Saved entries:
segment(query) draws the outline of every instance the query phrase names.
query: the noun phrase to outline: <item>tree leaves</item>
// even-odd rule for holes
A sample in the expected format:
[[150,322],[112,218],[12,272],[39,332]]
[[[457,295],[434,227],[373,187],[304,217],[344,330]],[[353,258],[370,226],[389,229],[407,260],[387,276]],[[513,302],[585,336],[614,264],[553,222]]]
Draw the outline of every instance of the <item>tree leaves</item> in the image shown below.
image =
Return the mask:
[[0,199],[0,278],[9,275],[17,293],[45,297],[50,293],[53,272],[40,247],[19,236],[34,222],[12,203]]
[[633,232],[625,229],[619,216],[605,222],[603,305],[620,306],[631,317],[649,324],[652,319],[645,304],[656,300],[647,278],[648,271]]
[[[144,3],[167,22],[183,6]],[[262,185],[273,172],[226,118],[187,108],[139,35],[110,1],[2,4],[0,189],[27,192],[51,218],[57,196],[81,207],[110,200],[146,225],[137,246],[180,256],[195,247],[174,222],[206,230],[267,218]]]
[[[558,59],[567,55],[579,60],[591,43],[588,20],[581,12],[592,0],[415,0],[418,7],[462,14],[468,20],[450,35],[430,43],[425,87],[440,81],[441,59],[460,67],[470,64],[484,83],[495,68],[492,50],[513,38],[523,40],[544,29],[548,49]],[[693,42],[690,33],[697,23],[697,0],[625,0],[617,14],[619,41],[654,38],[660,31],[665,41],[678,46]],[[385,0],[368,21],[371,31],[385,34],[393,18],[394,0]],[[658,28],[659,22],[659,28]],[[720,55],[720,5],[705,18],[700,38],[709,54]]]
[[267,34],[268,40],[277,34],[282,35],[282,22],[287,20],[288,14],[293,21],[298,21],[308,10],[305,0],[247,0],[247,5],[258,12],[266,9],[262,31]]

What needs to be done: Search the entries for "image" and copy out each line that has it.

Answer to this exercise:
Draw the outline of every instance of the <item>tree leaves</item> in the image shown below.
image =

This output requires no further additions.